Find all lines in the records that include the word "walrus", and copy them out.

[[ Excerpted data open ]]

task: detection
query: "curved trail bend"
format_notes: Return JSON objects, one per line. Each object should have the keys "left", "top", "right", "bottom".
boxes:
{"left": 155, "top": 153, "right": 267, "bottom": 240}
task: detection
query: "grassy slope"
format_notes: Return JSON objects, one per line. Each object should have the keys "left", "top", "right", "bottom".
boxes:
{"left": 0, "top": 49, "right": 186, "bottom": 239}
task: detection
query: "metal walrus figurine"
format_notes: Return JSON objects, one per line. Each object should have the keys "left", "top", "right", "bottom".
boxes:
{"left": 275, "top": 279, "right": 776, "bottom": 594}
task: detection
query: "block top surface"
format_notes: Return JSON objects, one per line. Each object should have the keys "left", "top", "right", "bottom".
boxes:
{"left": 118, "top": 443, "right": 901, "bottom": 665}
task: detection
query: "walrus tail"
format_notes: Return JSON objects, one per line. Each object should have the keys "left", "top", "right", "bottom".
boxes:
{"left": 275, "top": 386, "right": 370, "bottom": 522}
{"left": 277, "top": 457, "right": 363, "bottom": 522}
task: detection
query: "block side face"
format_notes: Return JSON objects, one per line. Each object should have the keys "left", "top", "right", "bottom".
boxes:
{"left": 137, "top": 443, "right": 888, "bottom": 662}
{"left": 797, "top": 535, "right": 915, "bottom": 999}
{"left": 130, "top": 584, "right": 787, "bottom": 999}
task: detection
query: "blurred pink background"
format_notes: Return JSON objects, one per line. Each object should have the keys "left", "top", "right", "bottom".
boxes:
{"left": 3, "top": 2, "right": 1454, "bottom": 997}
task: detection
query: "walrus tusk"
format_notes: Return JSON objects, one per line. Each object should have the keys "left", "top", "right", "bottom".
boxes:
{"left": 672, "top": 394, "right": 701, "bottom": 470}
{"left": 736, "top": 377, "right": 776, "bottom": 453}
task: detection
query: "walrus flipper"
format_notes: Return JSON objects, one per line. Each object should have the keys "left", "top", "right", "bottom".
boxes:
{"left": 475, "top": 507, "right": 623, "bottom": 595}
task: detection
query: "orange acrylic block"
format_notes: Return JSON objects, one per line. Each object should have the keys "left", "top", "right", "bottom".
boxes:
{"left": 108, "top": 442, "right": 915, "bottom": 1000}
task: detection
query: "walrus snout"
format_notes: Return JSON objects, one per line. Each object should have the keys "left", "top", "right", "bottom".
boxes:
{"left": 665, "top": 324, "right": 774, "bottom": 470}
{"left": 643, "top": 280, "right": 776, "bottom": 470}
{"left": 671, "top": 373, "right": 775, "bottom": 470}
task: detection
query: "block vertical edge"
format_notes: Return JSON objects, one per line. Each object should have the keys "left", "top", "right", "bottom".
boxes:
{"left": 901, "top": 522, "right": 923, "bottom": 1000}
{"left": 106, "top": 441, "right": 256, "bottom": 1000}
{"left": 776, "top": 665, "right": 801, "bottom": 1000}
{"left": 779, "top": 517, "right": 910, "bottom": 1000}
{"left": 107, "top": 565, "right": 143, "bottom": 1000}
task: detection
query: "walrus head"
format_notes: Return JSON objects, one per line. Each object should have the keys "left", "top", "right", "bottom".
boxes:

[[ Excerpted data closed ]]
[[ Excerpted data open ]]

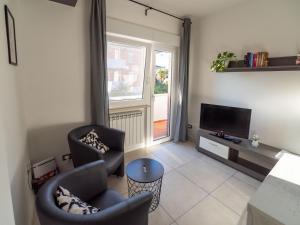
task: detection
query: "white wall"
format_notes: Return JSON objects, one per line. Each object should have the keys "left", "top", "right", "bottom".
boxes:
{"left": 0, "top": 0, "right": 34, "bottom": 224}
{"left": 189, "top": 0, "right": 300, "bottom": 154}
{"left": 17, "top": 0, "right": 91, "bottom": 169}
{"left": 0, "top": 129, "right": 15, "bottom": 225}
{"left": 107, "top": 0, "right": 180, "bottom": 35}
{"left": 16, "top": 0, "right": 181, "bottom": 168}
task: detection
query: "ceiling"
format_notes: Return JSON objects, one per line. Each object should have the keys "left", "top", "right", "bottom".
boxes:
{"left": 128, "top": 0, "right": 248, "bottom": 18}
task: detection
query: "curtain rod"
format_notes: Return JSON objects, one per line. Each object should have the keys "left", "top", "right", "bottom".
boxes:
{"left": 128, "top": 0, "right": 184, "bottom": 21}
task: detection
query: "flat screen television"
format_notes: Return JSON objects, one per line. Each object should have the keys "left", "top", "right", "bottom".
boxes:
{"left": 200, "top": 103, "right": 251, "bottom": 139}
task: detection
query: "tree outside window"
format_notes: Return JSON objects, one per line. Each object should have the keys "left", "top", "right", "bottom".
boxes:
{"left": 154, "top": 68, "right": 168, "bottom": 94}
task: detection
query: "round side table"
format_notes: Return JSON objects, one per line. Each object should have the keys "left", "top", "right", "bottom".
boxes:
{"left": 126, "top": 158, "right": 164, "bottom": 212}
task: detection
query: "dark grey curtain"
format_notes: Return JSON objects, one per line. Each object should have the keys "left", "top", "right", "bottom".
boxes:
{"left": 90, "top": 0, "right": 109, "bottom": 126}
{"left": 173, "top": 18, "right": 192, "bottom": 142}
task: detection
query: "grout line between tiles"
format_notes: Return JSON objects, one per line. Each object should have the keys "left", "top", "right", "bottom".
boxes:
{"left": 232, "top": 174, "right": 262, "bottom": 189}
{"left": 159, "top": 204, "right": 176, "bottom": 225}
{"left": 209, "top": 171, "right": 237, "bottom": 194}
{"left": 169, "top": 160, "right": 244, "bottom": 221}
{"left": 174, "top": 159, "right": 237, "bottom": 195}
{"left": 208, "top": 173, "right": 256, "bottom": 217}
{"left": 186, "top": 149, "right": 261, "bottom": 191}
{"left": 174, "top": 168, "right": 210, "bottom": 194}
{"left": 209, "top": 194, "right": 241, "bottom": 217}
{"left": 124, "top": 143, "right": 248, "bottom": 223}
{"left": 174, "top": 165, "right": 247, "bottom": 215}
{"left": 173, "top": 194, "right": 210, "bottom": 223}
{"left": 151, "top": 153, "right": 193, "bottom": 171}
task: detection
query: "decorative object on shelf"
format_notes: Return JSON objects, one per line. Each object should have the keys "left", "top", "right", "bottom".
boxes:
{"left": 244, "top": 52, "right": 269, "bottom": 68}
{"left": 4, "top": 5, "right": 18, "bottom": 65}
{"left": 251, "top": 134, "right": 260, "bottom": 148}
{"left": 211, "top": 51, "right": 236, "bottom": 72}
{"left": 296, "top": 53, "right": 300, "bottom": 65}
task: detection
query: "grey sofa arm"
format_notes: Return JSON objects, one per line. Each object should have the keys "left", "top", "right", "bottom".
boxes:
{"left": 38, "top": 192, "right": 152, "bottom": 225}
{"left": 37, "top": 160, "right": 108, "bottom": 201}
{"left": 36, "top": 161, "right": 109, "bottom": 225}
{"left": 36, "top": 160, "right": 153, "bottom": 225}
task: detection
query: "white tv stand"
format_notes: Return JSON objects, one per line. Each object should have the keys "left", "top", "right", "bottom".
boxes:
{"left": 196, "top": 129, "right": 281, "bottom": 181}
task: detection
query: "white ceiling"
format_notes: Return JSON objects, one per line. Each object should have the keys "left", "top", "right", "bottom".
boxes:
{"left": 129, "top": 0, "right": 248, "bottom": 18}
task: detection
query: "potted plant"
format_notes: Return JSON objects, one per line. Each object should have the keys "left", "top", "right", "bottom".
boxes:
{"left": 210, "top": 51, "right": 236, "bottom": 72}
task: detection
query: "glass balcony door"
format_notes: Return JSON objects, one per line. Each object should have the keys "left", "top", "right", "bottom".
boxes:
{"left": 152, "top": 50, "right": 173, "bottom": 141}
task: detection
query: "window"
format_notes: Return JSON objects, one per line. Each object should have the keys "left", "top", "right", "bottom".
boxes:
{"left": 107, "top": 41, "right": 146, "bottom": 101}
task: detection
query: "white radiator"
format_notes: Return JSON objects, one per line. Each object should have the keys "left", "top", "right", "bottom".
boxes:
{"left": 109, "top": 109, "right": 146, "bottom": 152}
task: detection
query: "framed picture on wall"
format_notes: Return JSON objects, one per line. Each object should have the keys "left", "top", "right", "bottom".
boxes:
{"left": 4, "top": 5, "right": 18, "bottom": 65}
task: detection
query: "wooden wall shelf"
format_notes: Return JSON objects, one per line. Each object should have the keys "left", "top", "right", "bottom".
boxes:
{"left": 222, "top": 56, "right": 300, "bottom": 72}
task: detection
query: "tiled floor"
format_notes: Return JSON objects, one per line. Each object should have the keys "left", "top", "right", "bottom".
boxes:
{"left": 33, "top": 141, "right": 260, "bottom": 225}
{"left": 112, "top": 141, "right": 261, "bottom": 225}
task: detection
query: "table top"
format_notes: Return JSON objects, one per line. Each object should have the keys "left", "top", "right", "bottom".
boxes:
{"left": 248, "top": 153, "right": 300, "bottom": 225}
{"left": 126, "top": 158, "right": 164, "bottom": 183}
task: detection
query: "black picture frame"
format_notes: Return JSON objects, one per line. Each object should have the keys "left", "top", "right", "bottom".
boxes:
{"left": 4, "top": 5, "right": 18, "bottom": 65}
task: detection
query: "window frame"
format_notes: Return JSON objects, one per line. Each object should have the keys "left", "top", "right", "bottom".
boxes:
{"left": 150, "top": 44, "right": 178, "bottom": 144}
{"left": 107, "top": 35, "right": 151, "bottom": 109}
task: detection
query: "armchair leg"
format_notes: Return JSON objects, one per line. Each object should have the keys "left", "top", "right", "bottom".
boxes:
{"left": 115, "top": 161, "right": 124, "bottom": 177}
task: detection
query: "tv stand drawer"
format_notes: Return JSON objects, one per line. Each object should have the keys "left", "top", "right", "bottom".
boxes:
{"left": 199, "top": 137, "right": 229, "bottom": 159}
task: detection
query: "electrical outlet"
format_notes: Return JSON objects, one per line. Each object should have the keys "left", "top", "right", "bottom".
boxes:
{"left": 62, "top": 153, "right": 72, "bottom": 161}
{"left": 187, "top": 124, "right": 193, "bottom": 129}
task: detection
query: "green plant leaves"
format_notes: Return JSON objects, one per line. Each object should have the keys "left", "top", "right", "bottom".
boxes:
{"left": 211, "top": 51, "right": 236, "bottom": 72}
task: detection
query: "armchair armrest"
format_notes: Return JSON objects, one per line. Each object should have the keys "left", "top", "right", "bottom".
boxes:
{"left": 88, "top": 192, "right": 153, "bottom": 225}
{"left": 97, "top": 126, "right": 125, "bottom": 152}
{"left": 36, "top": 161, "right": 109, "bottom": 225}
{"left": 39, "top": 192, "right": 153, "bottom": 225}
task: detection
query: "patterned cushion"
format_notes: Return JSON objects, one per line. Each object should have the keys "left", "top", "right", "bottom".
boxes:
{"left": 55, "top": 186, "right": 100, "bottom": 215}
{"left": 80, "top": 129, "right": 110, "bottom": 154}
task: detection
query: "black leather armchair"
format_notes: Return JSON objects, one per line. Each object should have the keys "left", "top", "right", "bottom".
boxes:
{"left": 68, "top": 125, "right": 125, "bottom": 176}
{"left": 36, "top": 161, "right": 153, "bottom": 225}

[[ Excerpted data closed ]]
[[ Excerpted data open ]]

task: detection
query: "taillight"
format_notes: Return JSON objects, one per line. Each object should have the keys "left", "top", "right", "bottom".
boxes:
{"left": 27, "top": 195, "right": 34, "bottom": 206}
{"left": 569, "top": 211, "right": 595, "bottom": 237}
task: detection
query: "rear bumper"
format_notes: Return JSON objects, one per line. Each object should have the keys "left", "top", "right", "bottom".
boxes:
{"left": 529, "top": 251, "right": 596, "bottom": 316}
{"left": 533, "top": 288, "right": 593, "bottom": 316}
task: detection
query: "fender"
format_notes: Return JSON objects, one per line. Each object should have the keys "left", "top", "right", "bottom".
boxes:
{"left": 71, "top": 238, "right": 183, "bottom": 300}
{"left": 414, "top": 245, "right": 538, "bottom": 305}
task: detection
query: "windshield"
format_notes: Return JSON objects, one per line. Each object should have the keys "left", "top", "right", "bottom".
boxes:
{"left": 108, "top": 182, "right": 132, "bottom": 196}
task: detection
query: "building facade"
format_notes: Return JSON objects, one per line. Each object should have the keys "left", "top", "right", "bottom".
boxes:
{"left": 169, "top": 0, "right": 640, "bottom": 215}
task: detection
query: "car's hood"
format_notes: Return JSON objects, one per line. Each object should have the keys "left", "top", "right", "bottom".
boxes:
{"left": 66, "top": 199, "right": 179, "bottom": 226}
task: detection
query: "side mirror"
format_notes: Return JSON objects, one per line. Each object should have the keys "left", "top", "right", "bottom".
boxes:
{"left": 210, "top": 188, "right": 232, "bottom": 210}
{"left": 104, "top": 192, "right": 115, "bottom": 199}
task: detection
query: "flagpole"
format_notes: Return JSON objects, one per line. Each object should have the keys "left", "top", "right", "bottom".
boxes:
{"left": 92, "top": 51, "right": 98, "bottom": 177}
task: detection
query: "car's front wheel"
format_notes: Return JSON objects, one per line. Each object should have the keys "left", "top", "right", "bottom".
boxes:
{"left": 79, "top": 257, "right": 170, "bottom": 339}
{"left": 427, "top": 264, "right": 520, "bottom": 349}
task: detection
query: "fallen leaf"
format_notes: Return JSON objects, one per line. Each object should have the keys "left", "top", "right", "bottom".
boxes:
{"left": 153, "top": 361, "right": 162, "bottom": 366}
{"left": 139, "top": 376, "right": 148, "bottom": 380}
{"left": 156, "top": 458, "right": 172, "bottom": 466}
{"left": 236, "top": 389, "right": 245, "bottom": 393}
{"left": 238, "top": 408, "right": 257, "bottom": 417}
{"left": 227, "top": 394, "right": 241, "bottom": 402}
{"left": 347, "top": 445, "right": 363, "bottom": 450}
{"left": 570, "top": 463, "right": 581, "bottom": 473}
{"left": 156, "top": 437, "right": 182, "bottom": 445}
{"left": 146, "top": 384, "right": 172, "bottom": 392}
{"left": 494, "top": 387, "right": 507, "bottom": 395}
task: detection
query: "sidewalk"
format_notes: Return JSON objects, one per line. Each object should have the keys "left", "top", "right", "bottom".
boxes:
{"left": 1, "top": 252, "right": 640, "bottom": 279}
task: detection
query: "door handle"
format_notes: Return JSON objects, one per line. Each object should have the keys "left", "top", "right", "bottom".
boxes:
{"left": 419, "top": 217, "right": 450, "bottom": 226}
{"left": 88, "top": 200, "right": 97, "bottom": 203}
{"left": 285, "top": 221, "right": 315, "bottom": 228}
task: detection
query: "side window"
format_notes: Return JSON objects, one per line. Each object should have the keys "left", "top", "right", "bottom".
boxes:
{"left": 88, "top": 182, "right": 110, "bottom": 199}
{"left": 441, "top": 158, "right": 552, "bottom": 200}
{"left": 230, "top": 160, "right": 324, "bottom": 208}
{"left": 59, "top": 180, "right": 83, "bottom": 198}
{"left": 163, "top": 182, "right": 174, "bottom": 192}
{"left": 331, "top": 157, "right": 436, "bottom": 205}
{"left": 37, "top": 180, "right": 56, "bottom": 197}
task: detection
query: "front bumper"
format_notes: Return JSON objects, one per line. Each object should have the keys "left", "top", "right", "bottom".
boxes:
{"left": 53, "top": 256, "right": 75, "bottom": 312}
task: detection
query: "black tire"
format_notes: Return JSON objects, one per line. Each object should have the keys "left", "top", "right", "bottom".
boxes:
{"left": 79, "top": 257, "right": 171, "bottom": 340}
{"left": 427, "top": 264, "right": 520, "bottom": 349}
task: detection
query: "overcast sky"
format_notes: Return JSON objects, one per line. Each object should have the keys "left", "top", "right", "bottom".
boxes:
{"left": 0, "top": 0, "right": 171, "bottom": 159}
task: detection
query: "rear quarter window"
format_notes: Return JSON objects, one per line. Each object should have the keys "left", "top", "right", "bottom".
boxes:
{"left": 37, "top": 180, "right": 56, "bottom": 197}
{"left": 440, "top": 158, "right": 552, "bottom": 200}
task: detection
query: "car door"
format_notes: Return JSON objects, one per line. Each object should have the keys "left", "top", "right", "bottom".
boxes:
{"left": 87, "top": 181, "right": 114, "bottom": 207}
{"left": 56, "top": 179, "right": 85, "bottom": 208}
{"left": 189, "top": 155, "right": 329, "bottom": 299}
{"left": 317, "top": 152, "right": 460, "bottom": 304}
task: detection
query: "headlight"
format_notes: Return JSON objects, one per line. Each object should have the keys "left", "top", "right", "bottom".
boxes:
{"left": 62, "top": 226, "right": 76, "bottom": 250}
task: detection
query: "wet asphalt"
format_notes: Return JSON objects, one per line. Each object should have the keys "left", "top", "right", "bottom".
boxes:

[[ Excerpted data closed ]]

* [Answer below]
query: "metal walrus figurine"
query: "walrus tail"
query: "walrus tusk"
query: "walrus flipper"
query: "walrus snout"
query: "walrus head"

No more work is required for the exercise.